Data extracted from a collection:
** START **

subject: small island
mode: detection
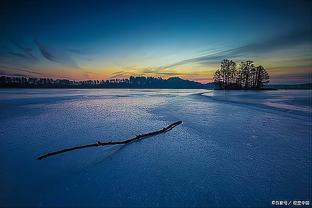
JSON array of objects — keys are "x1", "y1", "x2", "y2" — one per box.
[{"x1": 213, "y1": 59, "x2": 270, "y2": 90}]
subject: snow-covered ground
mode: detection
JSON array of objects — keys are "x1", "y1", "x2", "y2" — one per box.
[{"x1": 0, "y1": 89, "x2": 312, "y2": 207}]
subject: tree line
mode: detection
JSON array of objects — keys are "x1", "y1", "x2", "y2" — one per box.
[
  {"x1": 0, "y1": 76, "x2": 206, "y2": 89},
  {"x1": 213, "y1": 59, "x2": 270, "y2": 89}
]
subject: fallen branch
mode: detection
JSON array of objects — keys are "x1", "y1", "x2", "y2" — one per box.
[{"x1": 37, "y1": 121, "x2": 182, "y2": 160}]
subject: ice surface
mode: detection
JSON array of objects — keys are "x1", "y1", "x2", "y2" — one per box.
[{"x1": 0, "y1": 89, "x2": 312, "y2": 207}]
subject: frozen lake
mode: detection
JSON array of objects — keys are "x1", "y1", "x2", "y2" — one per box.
[{"x1": 0, "y1": 89, "x2": 312, "y2": 207}]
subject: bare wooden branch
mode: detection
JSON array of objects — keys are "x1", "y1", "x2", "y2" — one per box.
[{"x1": 37, "y1": 121, "x2": 182, "y2": 160}]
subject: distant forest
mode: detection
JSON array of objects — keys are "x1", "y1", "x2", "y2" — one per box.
[{"x1": 213, "y1": 59, "x2": 270, "y2": 89}]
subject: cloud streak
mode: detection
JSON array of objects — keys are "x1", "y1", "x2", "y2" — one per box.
[
  {"x1": 163, "y1": 29, "x2": 312, "y2": 69},
  {"x1": 35, "y1": 39, "x2": 80, "y2": 68}
]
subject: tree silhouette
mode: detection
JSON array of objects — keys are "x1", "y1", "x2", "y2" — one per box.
[{"x1": 213, "y1": 59, "x2": 270, "y2": 89}]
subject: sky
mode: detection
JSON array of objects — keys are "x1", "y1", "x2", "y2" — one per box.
[{"x1": 0, "y1": 0, "x2": 312, "y2": 83}]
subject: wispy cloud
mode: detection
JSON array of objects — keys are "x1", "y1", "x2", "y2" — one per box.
[
  {"x1": 0, "y1": 64, "x2": 47, "y2": 76},
  {"x1": 35, "y1": 39, "x2": 80, "y2": 68}
]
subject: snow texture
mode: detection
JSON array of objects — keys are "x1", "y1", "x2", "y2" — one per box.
[{"x1": 0, "y1": 89, "x2": 312, "y2": 207}]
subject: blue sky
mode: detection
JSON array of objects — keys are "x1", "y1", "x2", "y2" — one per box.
[{"x1": 0, "y1": 0, "x2": 312, "y2": 83}]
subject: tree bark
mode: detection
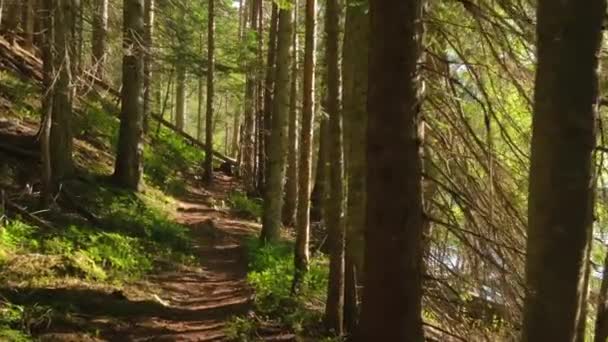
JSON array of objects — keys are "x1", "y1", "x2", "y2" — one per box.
[
  {"x1": 114, "y1": 0, "x2": 144, "y2": 191},
  {"x1": 175, "y1": 63, "x2": 186, "y2": 131},
  {"x1": 310, "y1": 118, "x2": 329, "y2": 222},
  {"x1": 205, "y1": 0, "x2": 215, "y2": 184},
  {"x1": 39, "y1": 1, "x2": 55, "y2": 208},
  {"x1": 325, "y1": 0, "x2": 345, "y2": 336},
  {"x1": 594, "y1": 244, "x2": 608, "y2": 342},
  {"x1": 261, "y1": 9, "x2": 293, "y2": 242},
  {"x1": 23, "y1": 0, "x2": 36, "y2": 51},
  {"x1": 522, "y1": 0, "x2": 606, "y2": 342},
  {"x1": 283, "y1": 0, "x2": 299, "y2": 227},
  {"x1": 358, "y1": 0, "x2": 424, "y2": 342},
  {"x1": 91, "y1": 0, "x2": 108, "y2": 80},
  {"x1": 292, "y1": 0, "x2": 317, "y2": 293},
  {"x1": 241, "y1": 0, "x2": 260, "y2": 194},
  {"x1": 342, "y1": 0, "x2": 369, "y2": 333},
  {"x1": 143, "y1": 0, "x2": 154, "y2": 133},
  {"x1": 258, "y1": 2, "x2": 279, "y2": 191},
  {"x1": 50, "y1": 0, "x2": 74, "y2": 186}
]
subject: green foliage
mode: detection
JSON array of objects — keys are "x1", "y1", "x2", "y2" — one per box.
[
  {"x1": 0, "y1": 298, "x2": 52, "y2": 342},
  {"x1": 0, "y1": 220, "x2": 38, "y2": 251},
  {"x1": 228, "y1": 191, "x2": 262, "y2": 219},
  {"x1": 43, "y1": 226, "x2": 152, "y2": 280},
  {"x1": 0, "y1": 71, "x2": 40, "y2": 118},
  {"x1": 144, "y1": 128, "x2": 205, "y2": 194},
  {"x1": 240, "y1": 239, "x2": 328, "y2": 337},
  {"x1": 74, "y1": 99, "x2": 119, "y2": 150},
  {"x1": 224, "y1": 317, "x2": 256, "y2": 342},
  {"x1": 0, "y1": 183, "x2": 192, "y2": 281}
]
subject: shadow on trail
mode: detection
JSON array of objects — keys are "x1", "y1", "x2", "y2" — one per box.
[{"x1": 0, "y1": 176, "x2": 258, "y2": 342}]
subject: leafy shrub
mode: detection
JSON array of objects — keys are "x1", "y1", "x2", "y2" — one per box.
[
  {"x1": 224, "y1": 317, "x2": 256, "y2": 342},
  {"x1": 228, "y1": 191, "x2": 262, "y2": 219},
  {"x1": 0, "y1": 220, "x2": 38, "y2": 250},
  {"x1": 240, "y1": 239, "x2": 328, "y2": 333},
  {"x1": 0, "y1": 298, "x2": 52, "y2": 342},
  {"x1": 144, "y1": 128, "x2": 205, "y2": 194}
]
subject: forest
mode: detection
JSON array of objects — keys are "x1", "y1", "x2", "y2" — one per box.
[{"x1": 0, "y1": 0, "x2": 608, "y2": 342}]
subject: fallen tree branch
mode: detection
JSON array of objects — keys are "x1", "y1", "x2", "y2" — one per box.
[
  {"x1": 150, "y1": 114, "x2": 237, "y2": 165},
  {"x1": 4, "y1": 198, "x2": 55, "y2": 230},
  {"x1": 0, "y1": 143, "x2": 39, "y2": 159}
]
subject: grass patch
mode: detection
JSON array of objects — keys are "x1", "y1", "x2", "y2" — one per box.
[
  {"x1": 0, "y1": 182, "x2": 194, "y2": 283},
  {"x1": 226, "y1": 238, "x2": 329, "y2": 341}
]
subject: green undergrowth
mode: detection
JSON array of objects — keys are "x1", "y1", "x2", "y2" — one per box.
[
  {"x1": 227, "y1": 191, "x2": 262, "y2": 220},
  {"x1": 0, "y1": 183, "x2": 193, "y2": 283},
  {"x1": 144, "y1": 125, "x2": 205, "y2": 195},
  {"x1": 0, "y1": 298, "x2": 52, "y2": 342},
  {"x1": 226, "y1": 238, "x2": 332, "y2": 341},
  {"x1": 0, "y1": 70, "x2": 40, "y2": 119}
]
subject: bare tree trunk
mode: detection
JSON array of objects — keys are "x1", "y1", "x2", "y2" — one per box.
[
  {"x1": 143, "y1": 0, "x2": 154, "y2": 133},
  {"x1": 283, "y1": 0, "x2": 299, "y2": 227},
  {"x1": 292, "y1": 0, "x2": 317, "y2": 293},
  {"x1": 261, "y1": 9, "x2": 293, "y2": 242},
  {"x1": 594, "y1": 242, "x2": 608, "y2": 342},
  {"x1": 175, "y1": 63, "x2": 186, "y2": 131},
  {"x1": 258, "y1": 2, "x2": 279, "y2": 191},
  {"x1": 522, "y1": 0, "x2": 606, "y2": 342},
  {"x1": 310, "y1": 118, "x2": 329, "y2": 222},
  {"x1": 40, "y1": 1, "x2": 55, "y2": 208},
  {"x1": 23, "y1": 0, "x2": 36, "y2": 51},
  {"x1": 241, "y1": 0, "x2": 260, "y2": 193},
  {"x1": 342, "y1": 0, "x2": 369, "y2": 333},
  {"x1": 205, "y1": 0, "x2": 215, "y2": 184},
  {"x1": 50, "y1": 0, "x2": 74, "y2": 185},
  {"x1": 325, "y1": 0, "x2": 345, "y2": 336},
  {"x1": 358, "y1": 0, "x2": 424, "y2": 342},
  {"x1": 91, "y1": 0, "x2": 108, "y2": 79},
  {"x1": 114, "y1": 0, "x2": 144, "y2": 191}
]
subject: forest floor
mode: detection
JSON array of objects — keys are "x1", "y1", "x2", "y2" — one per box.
[{"x1": 33, "y1": 175, "x2": 292, "y2": 341}]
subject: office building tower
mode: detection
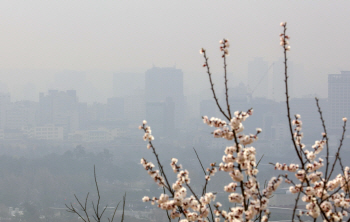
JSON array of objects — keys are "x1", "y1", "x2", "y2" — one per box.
[
  {"x1": 39, "y1": 90, "x2": 79, "y2": 136},
  {"x1": 113, "y1": 72, "x2": 145, "y2": 97},
  {"x1": 248, "y1": 58, "x2": 269, "y2": 98}
]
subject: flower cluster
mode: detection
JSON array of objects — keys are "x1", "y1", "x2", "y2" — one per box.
[
  {"x1": 139, "y1": 22, "x2": 350, "y2": 222},
  {"x1": 280, "y1": 22, "x2": 290, "y2": 51},
  {"x1": 219, "y1": 39, "x2": 230, "y2": 57},
  {"x1": 141, "y1": 158, "x2": 165, "y2": 186},
  {"x1": 275, "y1": 115, "x2": 350, "y2": 221}
]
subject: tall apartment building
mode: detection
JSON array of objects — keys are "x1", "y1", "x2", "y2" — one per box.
[
  {"x1": 39, "y1": 90, "x2": 79, "y2": 136},
  {"x1": 328, "y1": 71, "x2": 350, "y2": 130}
]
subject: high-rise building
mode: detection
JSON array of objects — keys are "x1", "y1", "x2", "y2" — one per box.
[
  {"x1": 39, "y1": 90, "x2": 79, "y2": 136},
  {"x1": 328, "y1": 71, "x2": 350, "y2": 130},
  {"x1": 271, "y1": 58, "x2": 295, "y2": 102},
  {"x1": 145, "y1": 67, "x2": 185, "y2": 128},
  {"x1": 113, "y1": 72, "x2": 145, "y2": 97}
]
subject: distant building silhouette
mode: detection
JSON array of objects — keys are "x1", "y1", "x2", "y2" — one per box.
[
  {"x1": 39, "y1": 90, "x2": 79, "y2": 137},
  {"x1": 113, "y1": 72, "x2": 145, "y2": 97}
]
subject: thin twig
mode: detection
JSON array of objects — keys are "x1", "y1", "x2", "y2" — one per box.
[{"x1": 203, "y1": 50, "x2": 231, "y2": 121}]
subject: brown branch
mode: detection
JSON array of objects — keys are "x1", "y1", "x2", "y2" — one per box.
[
  {"x1": 315, "y1": 97, "x2": 329, "y2": 182},
  {"x1": 203, "y1": 50, "x2": 231, "y2": 121},
  {"x1": 222, "y1": 39, "x2": 232, "y2": 120},
  {"x1": 283, "y1": 23, "x2": 304, "y2": 168},
  {"x1": 327, "y1": 121, "x2": 346, "y2": 181}
]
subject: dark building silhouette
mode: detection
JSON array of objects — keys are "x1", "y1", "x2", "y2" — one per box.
[{"x1": 39, "y1": 90, "x2": 79, "y2": 136}]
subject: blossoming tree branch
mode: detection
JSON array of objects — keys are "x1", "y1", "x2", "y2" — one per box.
[{"x1": 139, "y1": 22, "x2": 350, "y2": 222}]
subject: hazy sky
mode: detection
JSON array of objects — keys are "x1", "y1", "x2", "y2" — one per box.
[{"x1": 0, "y1": 0, "x2": 350, "y2": 101}]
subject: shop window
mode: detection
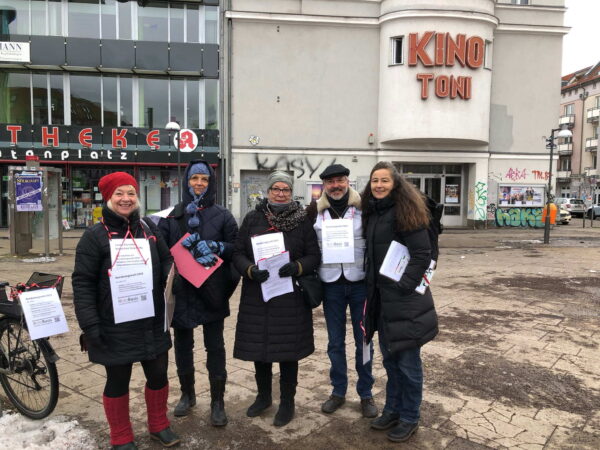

** END **

→ **THE REQUEST**
Extract every line of the records above that contains the string "green", taking case into account.

→ **RESULT FOR THIS EXERCISE**
subject: green foliage
subject: green undergrowth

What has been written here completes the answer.